What needs to be done:
Transcribe only the lines of the listing below from the one holding "positive clicks: (205, 134) (204, 132)" through the one holding "negative clicks: (218, 126)", inclusive, without any change.

Records for this exercise:
+---+
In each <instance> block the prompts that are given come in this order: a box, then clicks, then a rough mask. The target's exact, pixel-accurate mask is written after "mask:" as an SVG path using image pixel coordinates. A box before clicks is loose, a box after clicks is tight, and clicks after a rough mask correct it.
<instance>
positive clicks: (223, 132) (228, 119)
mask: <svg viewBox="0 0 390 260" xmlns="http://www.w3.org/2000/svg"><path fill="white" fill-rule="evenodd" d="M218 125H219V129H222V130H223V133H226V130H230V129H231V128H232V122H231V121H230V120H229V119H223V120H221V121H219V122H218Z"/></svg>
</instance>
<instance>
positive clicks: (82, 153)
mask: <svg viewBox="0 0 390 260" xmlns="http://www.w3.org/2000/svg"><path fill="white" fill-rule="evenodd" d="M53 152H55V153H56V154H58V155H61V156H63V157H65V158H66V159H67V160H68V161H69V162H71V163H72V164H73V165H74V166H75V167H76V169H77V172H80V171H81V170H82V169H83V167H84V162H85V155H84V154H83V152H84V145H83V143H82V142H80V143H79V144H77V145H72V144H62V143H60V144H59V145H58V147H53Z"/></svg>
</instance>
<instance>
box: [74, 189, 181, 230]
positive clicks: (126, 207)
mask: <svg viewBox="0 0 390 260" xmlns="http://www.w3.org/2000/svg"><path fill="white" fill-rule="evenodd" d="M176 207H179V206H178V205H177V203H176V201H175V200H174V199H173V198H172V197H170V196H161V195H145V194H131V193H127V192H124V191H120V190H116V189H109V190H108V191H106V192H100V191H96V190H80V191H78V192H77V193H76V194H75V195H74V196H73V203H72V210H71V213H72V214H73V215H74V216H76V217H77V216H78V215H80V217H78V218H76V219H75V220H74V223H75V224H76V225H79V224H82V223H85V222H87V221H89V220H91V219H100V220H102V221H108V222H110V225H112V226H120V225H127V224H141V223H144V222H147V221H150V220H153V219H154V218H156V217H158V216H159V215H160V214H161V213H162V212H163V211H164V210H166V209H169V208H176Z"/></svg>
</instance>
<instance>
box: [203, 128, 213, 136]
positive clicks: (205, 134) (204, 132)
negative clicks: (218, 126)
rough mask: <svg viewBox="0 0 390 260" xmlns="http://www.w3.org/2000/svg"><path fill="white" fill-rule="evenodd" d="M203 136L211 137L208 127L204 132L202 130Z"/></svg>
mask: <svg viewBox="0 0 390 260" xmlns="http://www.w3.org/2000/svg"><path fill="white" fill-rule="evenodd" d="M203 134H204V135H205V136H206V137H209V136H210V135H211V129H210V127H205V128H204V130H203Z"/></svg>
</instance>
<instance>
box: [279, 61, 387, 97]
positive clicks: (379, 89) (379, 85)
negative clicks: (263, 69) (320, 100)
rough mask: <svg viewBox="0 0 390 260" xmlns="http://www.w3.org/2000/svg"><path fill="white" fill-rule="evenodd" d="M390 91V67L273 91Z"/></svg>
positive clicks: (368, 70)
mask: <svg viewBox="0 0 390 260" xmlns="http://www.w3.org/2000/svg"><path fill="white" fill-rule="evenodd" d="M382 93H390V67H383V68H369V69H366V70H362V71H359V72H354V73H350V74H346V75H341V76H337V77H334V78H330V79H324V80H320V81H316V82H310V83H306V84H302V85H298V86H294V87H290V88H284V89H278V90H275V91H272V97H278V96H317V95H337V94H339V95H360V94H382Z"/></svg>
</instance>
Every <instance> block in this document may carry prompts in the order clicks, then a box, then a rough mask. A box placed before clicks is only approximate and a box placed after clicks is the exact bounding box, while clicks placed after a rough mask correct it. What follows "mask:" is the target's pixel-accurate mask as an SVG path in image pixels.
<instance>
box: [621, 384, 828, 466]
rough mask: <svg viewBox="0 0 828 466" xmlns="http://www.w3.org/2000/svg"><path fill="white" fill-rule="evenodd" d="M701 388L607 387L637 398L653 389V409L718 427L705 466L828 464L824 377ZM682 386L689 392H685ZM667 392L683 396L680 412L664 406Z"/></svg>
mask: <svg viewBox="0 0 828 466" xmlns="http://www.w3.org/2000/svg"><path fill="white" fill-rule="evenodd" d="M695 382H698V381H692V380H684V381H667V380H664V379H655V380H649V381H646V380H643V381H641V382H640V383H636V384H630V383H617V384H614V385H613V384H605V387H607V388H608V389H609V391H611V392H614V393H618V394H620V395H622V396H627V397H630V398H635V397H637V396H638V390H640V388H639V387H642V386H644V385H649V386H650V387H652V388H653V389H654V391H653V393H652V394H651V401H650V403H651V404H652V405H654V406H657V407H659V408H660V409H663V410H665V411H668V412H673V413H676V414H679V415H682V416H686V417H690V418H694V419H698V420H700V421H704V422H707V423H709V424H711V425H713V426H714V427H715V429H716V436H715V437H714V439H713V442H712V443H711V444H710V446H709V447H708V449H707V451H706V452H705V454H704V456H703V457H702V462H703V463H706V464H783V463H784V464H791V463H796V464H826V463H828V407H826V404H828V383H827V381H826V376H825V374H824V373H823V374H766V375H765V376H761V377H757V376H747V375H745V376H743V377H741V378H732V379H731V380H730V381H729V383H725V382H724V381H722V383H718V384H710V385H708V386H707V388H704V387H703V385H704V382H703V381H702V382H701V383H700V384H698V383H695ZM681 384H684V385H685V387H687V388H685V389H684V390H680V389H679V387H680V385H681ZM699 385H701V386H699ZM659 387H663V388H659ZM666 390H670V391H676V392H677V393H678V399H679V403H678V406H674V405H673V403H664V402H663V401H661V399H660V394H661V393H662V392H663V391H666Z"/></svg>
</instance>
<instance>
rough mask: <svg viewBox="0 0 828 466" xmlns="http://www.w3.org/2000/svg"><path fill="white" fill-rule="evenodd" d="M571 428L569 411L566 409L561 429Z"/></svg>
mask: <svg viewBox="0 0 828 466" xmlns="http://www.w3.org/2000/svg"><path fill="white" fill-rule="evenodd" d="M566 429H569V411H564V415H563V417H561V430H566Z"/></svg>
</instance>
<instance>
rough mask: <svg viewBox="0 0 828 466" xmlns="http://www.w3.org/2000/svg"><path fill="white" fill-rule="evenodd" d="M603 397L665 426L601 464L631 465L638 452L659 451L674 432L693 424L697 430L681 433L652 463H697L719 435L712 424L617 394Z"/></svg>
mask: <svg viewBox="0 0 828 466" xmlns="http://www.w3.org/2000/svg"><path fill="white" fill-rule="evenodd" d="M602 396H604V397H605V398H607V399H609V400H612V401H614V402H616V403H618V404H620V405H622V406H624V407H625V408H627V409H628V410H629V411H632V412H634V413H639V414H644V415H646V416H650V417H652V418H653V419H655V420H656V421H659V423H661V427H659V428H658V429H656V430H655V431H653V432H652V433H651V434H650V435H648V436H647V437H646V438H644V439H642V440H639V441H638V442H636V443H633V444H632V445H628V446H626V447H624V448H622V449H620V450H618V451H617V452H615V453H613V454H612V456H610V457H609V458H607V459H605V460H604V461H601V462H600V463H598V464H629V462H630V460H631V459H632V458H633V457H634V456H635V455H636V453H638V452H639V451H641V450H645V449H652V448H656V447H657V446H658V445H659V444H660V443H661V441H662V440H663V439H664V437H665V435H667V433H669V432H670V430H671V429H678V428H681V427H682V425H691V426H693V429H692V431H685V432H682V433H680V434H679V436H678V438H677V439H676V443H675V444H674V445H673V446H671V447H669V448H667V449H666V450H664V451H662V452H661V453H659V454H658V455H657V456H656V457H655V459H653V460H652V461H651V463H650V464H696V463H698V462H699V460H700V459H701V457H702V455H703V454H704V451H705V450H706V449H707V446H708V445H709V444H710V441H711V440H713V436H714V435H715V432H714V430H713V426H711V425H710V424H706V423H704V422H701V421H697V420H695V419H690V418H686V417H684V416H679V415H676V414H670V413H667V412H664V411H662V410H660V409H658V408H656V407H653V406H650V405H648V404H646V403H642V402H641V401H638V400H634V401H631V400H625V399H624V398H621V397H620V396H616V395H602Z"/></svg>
+---+
Answer below:
positive clicks: (205, 134) (204, 132)
negative clicks: (218, 126)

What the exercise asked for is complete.